## Input for this task

────────────────

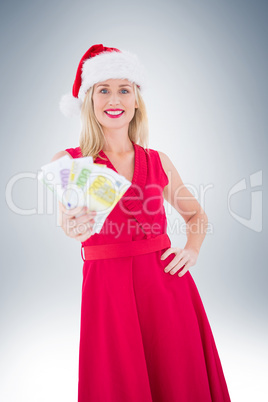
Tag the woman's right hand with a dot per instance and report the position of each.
(77, 223)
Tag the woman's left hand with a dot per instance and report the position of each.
(186, 258)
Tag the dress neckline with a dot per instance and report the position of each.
(136, 162)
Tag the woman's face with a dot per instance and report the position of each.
(114, 102)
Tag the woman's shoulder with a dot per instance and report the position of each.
(59, 155)
(71, 152)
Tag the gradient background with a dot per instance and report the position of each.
(206, 99)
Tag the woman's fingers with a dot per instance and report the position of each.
(176, 268)
(182, 259)
(170, 251)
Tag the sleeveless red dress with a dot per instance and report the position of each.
(145, 336)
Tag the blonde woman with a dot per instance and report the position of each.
(144, 334)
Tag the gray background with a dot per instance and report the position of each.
(206, 100)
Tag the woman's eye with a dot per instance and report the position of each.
(125, 91)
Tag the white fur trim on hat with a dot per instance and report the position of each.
(117, 65)
(106, 65)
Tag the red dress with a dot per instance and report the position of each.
(145, 335)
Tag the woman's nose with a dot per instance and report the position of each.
(114, 99)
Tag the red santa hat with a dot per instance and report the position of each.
(98, 64)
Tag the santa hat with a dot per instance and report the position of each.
(98, 64)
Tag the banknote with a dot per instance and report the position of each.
(80, 182)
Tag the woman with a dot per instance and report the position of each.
(144, 334)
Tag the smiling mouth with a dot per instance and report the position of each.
(114, 114)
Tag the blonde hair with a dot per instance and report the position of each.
(92, 137)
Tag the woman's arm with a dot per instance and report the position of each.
(193, 214)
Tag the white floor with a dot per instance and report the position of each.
(43, 366)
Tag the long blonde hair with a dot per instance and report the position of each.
(92, 137)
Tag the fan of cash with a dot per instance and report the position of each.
(79, 182)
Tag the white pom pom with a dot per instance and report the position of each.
(70, 106)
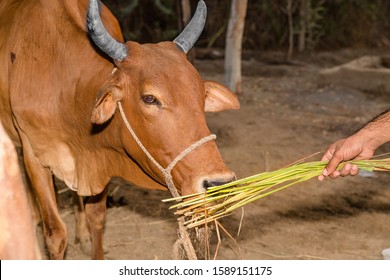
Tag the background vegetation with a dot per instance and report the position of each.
(329, 24)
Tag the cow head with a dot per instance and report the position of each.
(165, 100)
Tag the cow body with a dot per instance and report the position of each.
(17, 237)
(58, 102)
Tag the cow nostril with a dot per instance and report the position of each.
(211, 183)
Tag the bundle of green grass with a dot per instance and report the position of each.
(220, 201)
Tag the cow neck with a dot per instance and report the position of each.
(165, 171)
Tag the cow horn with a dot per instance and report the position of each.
(100, 36)
(188, 37)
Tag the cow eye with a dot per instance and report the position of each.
(150, 99)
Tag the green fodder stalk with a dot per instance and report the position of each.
(220, 201)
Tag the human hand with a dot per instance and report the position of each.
(357, 146)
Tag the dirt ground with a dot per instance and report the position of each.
(286, 114)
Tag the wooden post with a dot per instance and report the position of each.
(233, 48)
(290, 30)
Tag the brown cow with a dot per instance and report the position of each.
(86, 111)
(17, 235)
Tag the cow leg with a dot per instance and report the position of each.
(95, 210)
(54, 228)
(82, 232)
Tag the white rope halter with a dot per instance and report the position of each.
(165, 171)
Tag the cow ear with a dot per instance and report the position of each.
(219, 98)
(106, 103)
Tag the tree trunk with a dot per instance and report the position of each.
(233, 47)
(290, 30)
(302, 27)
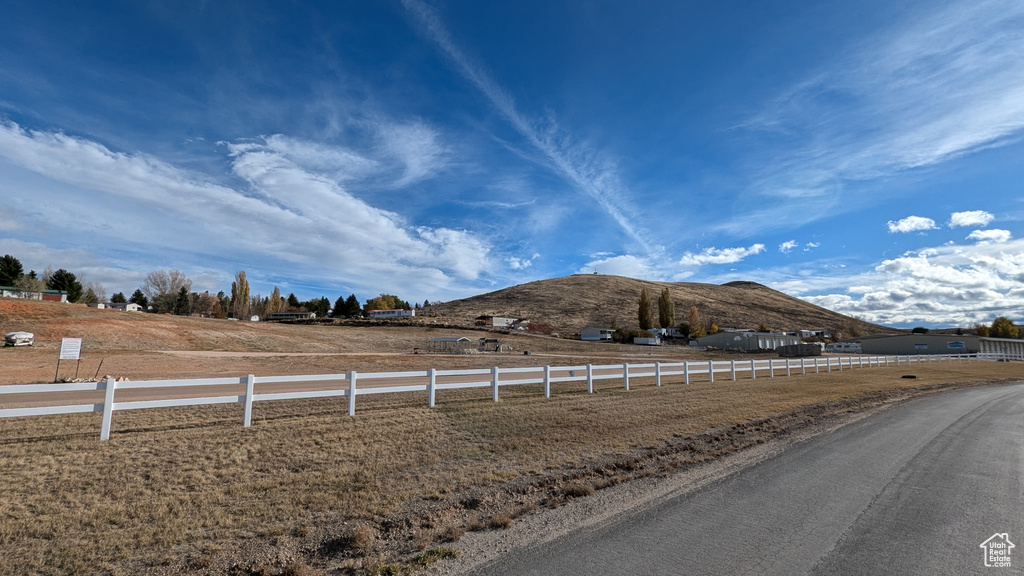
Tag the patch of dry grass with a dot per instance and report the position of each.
(181, 490)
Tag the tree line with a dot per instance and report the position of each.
(169, 291)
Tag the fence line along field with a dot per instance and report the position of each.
(308, 489)
(42, 400)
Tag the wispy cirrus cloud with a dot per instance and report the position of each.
(720, 255)
(860, 117)
(290, 212)
(577, 164)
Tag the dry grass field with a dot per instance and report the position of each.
(309, 490)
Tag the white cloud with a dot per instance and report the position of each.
(989, 236)
(971, 218)
(290, 214)
(577, 164)
(911, 223)
(720, 256)
(626, 264)
(947, 285)
(521, 263)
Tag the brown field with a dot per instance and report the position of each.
(309, 490)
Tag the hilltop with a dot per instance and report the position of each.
(572, 302)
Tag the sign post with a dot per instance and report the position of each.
(71, 348)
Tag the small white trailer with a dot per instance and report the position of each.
(18, 339)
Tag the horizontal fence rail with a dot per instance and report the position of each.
(243, 389)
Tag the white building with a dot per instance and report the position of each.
(596, 334)
(391, 313)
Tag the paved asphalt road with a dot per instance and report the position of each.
(914, 489)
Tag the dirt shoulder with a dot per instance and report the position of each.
(647, 476)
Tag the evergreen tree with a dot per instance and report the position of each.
(181, 304)
(644, 313)
(10, 270)
(666, 310)
(352, 307)
(139, 298)
(67, 282)
(240, 296)
(1003, 327)
(696, 328)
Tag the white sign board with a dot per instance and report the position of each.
(71, 348)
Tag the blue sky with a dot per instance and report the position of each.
(865, 156)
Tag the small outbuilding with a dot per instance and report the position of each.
(596, 334)
(450, 344)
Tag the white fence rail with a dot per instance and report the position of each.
(351, 384)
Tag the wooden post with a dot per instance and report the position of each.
(250, 381)
(431, 386)
(494, 383)
(104, 426)
(351, 393)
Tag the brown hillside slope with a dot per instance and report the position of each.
(572, 302)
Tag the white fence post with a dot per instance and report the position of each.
(250, 385)
(431, 386)
(104, 426)
(351, 393)
(494, 383)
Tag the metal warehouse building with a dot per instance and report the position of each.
(937, 343)
(745, 340)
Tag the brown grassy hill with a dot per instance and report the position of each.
(572, 302)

────────────────

## What the task requires
Starting at the entry that contains "Tag the brown hillside" and ending at the last entry, arrange those entries as a two-column CSV with the headers instruction and points. Give one row per entry, put each value in a single quoted field, and turn any line breaks into spaces.

## Expected answer
instruction,points
"Tag the brown hillside slope with a dot per instance and report the position of each.","(572, 302)"
"Tag the white fence post with a dot per instance and report the position of each.","(250, 385) (431, 386) (104, 426) (351, 393) (494, 383)"
"Tag the metal warehouse building with a dot per instance and report the position of each.","(937, 343) (745, 340)"
"Tag the brown grassy hill with a dot per instance and report the position of each.","(572, 302)"